◆ Stated exercise
How many of the lines below contain the word "window"? Reply with the number alone.

◆ Supplied entries
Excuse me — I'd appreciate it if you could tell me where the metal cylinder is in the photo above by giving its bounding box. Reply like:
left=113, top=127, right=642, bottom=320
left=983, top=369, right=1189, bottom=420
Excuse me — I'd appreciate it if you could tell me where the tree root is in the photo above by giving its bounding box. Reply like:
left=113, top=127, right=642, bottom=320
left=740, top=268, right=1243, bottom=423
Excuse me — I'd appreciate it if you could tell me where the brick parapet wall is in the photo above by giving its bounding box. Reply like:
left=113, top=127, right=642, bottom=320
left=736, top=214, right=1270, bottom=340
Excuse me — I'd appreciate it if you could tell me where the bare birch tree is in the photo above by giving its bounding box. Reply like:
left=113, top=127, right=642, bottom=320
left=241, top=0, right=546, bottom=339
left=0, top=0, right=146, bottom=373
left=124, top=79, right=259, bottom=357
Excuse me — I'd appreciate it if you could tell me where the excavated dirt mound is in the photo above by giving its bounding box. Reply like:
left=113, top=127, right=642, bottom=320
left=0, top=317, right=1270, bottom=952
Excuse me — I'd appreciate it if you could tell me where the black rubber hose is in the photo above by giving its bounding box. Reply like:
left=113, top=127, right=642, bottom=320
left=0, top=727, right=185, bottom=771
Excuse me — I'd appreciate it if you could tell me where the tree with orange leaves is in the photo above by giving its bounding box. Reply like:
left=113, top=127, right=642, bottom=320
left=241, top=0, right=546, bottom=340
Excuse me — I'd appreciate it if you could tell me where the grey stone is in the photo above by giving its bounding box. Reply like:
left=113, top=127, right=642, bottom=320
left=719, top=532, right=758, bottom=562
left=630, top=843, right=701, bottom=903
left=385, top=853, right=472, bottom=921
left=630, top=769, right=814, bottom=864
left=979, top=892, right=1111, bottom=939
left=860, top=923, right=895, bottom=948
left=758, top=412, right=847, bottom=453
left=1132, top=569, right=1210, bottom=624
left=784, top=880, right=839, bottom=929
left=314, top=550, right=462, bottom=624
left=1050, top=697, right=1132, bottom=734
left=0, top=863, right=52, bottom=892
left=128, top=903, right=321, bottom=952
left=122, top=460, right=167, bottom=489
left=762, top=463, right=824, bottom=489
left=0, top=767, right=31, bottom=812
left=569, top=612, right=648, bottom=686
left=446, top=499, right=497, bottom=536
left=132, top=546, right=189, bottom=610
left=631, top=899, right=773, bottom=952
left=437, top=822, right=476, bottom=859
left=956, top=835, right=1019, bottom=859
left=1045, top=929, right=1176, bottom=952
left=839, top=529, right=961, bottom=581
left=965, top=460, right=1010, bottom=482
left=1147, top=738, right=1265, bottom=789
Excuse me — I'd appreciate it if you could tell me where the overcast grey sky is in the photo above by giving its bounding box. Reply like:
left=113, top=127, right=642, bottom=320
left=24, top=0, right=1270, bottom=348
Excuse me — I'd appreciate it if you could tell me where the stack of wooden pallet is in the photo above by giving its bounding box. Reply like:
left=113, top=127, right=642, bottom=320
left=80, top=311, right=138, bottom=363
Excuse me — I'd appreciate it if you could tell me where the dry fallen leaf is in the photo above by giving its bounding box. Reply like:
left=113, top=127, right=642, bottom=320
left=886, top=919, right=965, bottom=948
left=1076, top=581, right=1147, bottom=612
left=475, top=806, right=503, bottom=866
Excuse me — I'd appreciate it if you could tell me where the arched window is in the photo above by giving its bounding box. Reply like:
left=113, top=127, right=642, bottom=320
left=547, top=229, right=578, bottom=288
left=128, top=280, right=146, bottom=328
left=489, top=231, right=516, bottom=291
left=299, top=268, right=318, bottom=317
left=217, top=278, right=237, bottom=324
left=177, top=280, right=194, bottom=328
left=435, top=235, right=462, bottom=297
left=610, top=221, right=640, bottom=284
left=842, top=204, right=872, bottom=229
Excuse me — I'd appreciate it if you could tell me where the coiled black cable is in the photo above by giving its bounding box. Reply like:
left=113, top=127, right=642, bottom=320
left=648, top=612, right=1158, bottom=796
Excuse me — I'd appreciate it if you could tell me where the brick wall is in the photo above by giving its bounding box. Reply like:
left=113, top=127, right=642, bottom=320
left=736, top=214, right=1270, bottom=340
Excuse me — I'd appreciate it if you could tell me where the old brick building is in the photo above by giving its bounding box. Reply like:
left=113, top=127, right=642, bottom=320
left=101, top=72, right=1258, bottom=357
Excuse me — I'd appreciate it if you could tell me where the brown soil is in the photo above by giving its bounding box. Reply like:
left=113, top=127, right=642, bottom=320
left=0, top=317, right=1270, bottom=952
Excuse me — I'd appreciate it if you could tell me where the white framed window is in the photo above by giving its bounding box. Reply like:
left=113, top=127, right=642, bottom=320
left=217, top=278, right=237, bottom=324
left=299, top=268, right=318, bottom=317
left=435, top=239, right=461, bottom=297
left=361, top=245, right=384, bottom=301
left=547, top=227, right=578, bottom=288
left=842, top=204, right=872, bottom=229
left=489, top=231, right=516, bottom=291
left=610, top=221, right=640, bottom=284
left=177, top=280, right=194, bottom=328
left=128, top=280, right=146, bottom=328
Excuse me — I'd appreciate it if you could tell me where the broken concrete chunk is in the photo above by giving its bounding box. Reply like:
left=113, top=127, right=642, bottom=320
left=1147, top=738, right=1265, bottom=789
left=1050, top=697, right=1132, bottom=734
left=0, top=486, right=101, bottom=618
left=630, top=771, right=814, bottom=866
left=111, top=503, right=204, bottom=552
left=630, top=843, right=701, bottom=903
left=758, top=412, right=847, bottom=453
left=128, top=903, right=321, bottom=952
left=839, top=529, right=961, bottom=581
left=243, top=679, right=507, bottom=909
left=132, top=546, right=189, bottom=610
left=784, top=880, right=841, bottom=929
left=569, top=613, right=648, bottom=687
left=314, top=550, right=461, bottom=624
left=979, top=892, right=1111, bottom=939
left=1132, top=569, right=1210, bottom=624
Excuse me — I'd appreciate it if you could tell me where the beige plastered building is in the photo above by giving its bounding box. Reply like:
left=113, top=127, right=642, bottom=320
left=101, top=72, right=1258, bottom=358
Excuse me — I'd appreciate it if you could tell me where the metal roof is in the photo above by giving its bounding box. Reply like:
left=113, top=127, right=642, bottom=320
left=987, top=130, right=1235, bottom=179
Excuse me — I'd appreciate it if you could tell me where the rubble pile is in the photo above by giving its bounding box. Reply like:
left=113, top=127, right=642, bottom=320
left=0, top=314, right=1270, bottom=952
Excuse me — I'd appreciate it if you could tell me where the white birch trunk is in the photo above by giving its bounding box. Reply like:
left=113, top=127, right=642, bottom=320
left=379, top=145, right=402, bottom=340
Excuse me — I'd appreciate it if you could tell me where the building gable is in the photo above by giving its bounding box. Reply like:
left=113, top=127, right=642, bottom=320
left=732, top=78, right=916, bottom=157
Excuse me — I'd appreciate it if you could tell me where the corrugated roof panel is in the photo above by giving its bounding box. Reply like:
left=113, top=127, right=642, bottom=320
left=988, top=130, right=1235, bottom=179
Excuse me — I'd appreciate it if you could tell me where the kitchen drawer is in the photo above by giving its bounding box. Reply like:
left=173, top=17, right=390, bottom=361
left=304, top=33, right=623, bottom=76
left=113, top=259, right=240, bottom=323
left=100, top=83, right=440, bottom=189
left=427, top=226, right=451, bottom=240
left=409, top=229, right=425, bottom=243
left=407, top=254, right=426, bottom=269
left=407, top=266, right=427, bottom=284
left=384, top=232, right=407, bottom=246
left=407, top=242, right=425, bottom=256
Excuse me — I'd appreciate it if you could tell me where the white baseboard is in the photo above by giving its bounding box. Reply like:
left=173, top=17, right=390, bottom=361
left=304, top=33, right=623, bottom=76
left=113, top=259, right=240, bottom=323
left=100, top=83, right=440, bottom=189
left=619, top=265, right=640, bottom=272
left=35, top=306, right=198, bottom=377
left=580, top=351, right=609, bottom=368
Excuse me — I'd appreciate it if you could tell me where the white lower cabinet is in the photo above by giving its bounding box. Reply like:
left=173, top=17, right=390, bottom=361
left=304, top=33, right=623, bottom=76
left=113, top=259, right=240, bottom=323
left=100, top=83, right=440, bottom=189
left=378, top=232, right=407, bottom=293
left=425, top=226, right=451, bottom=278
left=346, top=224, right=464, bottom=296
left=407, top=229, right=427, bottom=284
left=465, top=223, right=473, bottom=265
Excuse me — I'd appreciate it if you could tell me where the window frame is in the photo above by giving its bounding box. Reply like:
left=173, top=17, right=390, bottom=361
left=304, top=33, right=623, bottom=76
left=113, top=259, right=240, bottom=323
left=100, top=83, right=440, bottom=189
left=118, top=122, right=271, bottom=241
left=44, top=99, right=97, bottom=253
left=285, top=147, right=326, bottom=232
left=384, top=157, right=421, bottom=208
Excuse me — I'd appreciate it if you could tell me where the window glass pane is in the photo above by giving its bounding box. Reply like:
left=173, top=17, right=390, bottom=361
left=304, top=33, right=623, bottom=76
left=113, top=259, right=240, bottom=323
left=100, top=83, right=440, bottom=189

◆ Full answer
4